Problem details: Before the items, identify every line of the items that holds the string "mural" and copy each such line in full. Case counts, so only matches with the same capitalization qualify.

Dataset rows:
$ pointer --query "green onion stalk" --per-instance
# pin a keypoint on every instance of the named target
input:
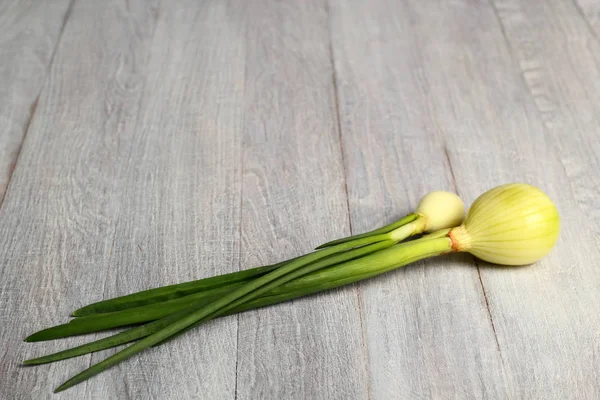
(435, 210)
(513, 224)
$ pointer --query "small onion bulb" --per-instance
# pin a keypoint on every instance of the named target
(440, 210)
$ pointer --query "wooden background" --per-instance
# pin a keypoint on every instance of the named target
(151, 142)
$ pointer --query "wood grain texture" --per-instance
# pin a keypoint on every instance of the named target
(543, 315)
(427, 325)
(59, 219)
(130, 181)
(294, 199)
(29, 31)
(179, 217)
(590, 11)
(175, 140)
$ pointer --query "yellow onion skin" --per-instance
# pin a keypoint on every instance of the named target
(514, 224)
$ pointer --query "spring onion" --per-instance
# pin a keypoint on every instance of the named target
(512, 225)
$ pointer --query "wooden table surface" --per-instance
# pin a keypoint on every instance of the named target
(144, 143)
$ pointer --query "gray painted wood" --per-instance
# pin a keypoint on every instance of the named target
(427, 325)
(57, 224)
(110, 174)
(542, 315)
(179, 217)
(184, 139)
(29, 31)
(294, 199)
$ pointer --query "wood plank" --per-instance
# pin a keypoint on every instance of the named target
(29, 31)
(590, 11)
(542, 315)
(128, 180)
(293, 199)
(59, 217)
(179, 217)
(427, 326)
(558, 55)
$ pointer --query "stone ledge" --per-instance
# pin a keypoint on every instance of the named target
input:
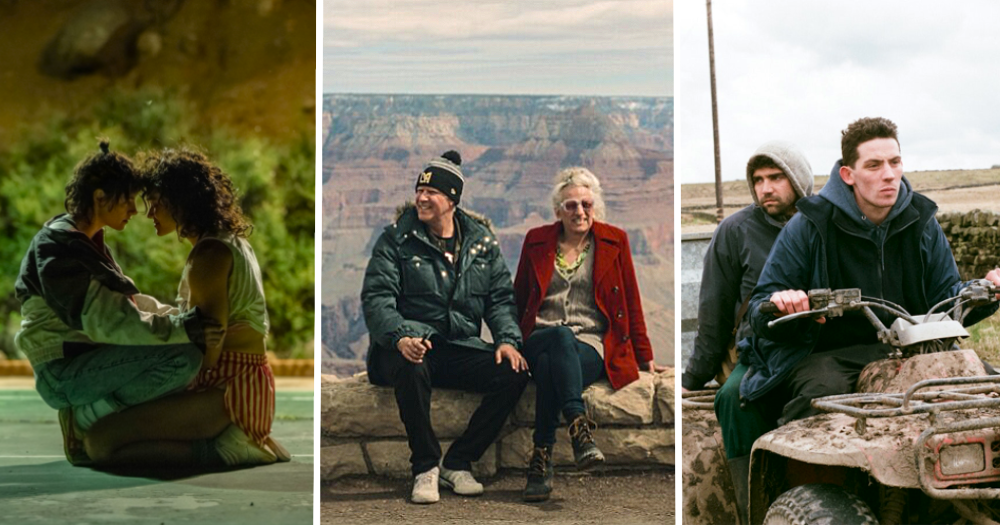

...

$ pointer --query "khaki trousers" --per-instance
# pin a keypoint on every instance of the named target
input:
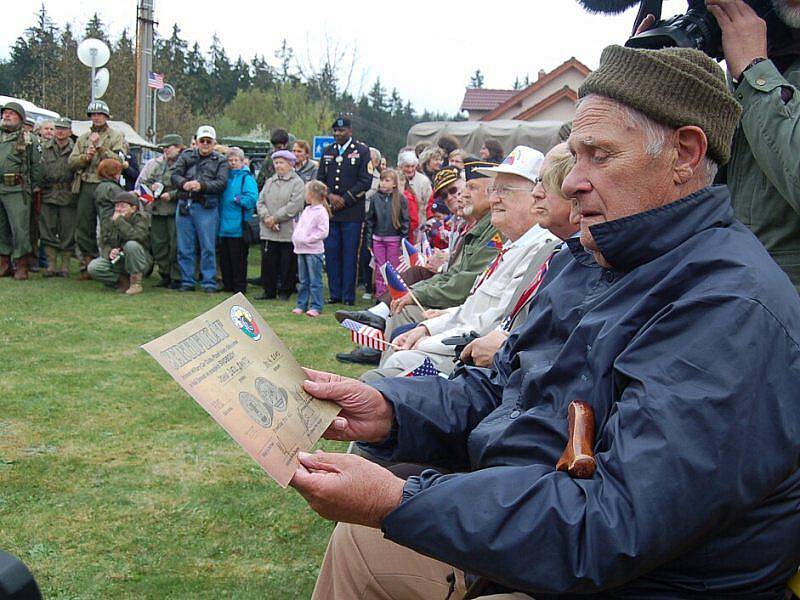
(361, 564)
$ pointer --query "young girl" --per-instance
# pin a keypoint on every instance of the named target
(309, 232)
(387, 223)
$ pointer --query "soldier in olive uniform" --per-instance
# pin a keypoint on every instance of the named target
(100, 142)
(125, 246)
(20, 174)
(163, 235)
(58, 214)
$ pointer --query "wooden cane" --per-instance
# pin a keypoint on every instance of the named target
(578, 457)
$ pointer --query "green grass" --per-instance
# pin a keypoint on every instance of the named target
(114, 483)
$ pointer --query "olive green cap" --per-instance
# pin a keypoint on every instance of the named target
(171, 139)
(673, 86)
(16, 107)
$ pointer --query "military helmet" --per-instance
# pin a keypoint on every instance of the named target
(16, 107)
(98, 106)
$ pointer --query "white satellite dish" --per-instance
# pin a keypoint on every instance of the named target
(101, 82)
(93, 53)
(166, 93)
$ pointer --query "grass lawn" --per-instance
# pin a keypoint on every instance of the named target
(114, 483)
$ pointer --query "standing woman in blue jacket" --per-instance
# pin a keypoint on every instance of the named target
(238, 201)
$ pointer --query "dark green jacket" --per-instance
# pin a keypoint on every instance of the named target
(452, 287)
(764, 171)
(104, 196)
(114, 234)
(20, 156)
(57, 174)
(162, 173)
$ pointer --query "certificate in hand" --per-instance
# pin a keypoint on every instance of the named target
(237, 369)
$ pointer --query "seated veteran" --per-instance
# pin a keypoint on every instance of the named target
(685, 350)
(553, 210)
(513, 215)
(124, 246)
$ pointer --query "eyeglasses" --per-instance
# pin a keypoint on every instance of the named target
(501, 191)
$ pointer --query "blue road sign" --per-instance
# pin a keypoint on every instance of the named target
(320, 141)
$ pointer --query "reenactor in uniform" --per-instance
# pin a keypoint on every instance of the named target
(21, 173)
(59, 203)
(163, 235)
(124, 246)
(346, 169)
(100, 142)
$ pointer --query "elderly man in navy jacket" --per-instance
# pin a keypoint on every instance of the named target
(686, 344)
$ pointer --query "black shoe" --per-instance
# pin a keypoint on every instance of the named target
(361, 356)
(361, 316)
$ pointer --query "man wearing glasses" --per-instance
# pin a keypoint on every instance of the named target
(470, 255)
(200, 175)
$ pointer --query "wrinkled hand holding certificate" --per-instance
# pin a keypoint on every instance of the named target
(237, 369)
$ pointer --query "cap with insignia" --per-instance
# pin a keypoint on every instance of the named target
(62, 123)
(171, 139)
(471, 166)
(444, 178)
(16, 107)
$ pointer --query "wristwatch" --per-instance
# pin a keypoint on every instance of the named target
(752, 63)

--

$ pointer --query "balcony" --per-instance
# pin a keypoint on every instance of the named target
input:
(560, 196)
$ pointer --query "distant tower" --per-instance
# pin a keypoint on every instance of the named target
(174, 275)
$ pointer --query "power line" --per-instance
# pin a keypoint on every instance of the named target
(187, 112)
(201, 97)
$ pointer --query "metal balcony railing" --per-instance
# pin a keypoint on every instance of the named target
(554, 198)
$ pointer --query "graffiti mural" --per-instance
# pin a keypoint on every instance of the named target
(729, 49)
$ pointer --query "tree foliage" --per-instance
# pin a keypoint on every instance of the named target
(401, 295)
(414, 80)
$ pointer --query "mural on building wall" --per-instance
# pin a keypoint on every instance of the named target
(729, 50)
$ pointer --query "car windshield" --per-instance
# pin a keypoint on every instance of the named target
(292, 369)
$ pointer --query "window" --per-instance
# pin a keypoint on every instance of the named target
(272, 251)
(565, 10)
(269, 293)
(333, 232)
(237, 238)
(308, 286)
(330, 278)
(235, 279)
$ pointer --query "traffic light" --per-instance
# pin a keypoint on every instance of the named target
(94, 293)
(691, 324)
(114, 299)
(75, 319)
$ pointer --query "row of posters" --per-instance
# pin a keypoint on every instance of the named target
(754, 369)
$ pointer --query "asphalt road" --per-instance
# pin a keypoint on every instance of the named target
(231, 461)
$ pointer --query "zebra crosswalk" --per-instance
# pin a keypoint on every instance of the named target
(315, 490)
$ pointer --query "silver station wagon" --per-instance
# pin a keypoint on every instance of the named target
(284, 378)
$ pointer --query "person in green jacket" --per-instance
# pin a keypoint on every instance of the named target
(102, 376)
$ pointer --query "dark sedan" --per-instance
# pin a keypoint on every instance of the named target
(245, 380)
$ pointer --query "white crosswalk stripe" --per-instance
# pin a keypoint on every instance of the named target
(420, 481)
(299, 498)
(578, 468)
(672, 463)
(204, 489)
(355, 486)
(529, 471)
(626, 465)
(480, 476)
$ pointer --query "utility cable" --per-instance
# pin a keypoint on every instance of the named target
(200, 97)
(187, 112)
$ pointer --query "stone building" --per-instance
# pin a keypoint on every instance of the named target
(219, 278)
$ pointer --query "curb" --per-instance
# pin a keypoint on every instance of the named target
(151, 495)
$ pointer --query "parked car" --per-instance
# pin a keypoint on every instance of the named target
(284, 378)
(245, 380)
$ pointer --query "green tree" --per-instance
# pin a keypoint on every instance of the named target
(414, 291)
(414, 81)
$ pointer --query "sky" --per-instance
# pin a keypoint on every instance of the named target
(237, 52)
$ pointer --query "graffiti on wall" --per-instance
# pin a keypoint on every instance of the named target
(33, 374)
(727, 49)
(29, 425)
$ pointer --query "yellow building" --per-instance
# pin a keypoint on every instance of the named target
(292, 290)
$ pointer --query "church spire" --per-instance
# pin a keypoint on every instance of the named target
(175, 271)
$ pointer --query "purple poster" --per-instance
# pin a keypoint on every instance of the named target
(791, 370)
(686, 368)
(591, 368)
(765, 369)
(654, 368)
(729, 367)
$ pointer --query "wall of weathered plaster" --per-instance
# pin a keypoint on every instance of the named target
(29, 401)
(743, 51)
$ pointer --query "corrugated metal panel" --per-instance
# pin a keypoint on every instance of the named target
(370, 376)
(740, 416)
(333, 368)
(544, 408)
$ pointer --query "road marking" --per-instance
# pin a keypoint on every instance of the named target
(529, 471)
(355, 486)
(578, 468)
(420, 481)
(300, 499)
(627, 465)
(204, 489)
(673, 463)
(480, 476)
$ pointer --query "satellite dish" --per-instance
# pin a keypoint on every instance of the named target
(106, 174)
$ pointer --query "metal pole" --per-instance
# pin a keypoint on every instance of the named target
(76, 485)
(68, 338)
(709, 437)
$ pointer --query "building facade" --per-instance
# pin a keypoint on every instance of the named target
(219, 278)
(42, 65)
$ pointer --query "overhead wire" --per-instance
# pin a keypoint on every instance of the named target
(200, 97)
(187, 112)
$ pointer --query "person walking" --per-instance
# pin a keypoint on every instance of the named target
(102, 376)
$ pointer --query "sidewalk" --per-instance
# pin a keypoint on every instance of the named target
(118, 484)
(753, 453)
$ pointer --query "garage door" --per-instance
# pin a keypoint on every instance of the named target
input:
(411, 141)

Response to the task:
$ pointer --query "graffiti mural" --per-instance
$ pointer --query "mural on building wall" --per-instance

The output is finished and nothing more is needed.